━━━━━ Entries provided
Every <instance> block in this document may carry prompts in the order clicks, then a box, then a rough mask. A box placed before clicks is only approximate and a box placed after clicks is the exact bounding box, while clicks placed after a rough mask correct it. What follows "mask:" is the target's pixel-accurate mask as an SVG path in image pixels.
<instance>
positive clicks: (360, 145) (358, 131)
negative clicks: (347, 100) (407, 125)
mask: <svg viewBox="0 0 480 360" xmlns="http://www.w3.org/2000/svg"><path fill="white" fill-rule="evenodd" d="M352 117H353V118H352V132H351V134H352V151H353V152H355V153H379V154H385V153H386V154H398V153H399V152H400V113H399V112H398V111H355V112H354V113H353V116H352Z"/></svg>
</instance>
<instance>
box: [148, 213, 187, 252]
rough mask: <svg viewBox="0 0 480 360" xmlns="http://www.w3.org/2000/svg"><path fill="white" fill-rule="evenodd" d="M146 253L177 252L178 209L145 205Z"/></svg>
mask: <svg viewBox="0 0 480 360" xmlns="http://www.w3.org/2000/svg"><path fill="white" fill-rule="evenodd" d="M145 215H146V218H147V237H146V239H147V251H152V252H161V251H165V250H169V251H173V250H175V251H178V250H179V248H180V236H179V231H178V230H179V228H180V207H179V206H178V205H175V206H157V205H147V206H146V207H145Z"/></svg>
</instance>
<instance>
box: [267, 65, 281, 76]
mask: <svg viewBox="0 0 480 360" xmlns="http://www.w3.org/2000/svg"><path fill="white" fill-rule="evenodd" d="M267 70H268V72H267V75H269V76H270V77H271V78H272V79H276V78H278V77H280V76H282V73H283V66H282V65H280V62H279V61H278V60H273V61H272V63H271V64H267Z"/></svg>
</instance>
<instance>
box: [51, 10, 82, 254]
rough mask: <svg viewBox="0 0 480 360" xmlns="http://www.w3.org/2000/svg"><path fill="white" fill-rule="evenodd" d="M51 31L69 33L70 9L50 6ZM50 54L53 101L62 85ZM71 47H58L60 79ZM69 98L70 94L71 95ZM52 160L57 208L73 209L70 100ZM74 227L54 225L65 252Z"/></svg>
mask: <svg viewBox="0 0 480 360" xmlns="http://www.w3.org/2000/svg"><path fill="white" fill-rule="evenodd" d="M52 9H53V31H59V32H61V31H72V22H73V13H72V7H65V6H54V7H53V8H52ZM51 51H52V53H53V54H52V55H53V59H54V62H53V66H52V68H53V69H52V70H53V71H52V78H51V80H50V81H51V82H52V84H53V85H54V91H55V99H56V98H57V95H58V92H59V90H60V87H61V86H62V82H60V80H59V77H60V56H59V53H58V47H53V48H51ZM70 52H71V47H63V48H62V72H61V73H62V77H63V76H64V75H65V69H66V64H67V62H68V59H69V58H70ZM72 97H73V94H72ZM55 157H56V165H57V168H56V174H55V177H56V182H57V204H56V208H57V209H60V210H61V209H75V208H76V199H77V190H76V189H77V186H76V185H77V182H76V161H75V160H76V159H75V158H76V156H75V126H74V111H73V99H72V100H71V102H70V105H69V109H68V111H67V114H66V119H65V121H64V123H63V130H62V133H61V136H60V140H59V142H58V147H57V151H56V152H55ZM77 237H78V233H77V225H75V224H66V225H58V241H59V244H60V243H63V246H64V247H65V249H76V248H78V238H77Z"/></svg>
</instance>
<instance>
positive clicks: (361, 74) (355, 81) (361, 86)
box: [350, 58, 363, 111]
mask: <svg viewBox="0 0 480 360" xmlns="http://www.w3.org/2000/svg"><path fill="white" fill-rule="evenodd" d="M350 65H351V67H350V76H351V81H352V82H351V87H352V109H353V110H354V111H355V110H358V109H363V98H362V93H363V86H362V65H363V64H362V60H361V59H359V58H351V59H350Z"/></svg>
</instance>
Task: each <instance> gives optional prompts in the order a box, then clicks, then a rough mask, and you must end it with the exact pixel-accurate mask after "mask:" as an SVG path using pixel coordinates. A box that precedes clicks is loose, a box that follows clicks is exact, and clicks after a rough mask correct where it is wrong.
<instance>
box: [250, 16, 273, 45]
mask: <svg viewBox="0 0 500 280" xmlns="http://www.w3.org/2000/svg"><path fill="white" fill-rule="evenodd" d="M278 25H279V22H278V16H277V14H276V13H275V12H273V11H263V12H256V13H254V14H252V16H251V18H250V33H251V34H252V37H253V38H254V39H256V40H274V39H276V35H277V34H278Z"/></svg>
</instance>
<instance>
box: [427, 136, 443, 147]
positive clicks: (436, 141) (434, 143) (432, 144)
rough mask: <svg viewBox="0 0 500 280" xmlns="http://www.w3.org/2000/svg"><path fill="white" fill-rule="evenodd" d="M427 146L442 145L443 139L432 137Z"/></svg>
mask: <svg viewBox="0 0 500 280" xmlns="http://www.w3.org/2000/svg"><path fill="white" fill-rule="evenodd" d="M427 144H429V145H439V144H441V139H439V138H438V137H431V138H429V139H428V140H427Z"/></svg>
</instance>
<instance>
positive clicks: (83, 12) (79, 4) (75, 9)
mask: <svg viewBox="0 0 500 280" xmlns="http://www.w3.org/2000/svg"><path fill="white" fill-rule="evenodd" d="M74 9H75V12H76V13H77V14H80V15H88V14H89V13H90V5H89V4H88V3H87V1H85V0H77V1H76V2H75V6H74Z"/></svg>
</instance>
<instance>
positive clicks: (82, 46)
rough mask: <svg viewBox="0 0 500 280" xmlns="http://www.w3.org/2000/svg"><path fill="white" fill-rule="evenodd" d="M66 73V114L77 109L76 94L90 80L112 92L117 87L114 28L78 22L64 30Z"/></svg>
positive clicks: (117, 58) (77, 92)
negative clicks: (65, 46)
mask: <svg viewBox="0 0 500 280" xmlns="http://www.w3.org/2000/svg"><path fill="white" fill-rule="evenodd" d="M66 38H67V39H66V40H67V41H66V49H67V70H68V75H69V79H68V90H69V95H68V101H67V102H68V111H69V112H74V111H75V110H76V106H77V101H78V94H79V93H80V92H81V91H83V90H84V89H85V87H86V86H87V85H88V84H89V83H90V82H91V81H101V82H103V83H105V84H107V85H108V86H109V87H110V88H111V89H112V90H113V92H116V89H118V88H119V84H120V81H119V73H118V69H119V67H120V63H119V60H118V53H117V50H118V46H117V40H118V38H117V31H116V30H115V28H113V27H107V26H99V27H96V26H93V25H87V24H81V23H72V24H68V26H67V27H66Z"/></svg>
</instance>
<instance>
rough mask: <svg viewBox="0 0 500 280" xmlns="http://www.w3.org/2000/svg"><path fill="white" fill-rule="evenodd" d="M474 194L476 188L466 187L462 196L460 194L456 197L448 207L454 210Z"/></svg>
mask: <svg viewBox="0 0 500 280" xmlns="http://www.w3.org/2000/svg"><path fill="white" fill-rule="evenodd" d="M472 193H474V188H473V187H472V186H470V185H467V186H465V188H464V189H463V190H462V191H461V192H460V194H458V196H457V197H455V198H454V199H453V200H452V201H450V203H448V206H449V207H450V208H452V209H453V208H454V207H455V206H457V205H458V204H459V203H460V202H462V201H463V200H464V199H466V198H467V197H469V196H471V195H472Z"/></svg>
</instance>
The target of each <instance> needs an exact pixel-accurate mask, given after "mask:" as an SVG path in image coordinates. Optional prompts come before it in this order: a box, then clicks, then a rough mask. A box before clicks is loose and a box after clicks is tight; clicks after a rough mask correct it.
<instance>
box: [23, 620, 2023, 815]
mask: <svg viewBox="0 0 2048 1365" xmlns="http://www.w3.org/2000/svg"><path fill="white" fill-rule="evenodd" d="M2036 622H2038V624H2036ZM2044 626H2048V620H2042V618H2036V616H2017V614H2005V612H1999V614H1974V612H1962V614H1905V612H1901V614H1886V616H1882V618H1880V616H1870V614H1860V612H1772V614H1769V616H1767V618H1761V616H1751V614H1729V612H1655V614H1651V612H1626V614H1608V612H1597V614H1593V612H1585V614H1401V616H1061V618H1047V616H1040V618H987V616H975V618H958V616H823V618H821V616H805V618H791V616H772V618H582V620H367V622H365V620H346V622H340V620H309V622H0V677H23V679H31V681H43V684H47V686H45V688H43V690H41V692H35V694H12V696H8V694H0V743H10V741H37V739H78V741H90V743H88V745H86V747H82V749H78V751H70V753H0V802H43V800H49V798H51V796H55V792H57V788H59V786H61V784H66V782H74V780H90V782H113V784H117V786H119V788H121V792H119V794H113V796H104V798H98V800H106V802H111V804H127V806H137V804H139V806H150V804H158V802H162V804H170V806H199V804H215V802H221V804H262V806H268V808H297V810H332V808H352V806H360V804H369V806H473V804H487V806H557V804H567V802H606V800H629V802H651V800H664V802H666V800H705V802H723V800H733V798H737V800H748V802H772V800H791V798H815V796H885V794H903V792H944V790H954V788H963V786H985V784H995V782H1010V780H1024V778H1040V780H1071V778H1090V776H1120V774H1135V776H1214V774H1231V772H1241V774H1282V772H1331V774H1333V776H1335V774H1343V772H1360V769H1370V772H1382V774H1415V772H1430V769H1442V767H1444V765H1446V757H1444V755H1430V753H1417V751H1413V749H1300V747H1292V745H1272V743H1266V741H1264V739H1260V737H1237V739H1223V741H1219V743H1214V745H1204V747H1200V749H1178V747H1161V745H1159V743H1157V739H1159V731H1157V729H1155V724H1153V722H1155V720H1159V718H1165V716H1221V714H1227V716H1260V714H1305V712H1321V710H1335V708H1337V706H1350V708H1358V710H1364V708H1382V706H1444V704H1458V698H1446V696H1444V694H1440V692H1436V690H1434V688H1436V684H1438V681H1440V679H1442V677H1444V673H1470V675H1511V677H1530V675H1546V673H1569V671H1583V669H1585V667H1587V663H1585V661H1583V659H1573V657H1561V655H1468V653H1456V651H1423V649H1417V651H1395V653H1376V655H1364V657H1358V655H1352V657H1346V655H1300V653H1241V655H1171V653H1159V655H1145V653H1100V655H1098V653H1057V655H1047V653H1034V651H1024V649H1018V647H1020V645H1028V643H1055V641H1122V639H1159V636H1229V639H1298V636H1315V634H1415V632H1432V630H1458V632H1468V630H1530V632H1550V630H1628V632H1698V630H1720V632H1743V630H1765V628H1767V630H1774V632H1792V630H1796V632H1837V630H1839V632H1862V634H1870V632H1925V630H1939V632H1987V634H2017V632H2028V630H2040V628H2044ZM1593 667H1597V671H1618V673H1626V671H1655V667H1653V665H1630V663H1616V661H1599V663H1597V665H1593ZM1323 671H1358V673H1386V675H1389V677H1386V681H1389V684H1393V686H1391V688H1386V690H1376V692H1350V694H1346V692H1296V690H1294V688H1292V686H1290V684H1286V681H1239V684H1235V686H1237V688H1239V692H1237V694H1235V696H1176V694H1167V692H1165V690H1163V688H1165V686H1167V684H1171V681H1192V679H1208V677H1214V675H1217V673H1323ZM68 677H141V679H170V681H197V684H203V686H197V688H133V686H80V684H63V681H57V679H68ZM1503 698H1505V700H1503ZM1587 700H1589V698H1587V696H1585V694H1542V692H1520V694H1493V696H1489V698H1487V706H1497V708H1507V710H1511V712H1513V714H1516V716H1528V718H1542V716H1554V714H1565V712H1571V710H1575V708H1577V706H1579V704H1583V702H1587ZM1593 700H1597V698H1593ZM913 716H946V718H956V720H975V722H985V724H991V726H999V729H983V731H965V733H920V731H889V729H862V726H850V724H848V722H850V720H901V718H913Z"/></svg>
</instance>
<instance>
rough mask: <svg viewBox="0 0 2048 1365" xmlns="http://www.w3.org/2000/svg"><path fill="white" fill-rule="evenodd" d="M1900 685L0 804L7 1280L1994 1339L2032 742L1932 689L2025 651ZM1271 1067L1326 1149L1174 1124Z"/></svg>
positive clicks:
━━━━━━━━━━
(Exercise details) Copy every line of the listing where the word "coordinates" appears.

(Output for this exercise)
Task: each <instance> gives optional prompts in the order a box, then clicks, then a rough mask, and you must end it with the exact pixel-accurate mask after "mask:" as an SVG path using pixel coordinates. A box that precedes clicks is loose, a box that follows clicks is exact, and clicks after a rough mask correct where it is wrong.
The target of each <instance> needs an exact pixel-accurate mask, given after "mask:" as an SVG path in image coordinates. Optional prompts come before it in this order: a box, then clicks, then a rough mask. A box before clicks is loose and a box after clicks is tight; clicks after a rough mask correct it.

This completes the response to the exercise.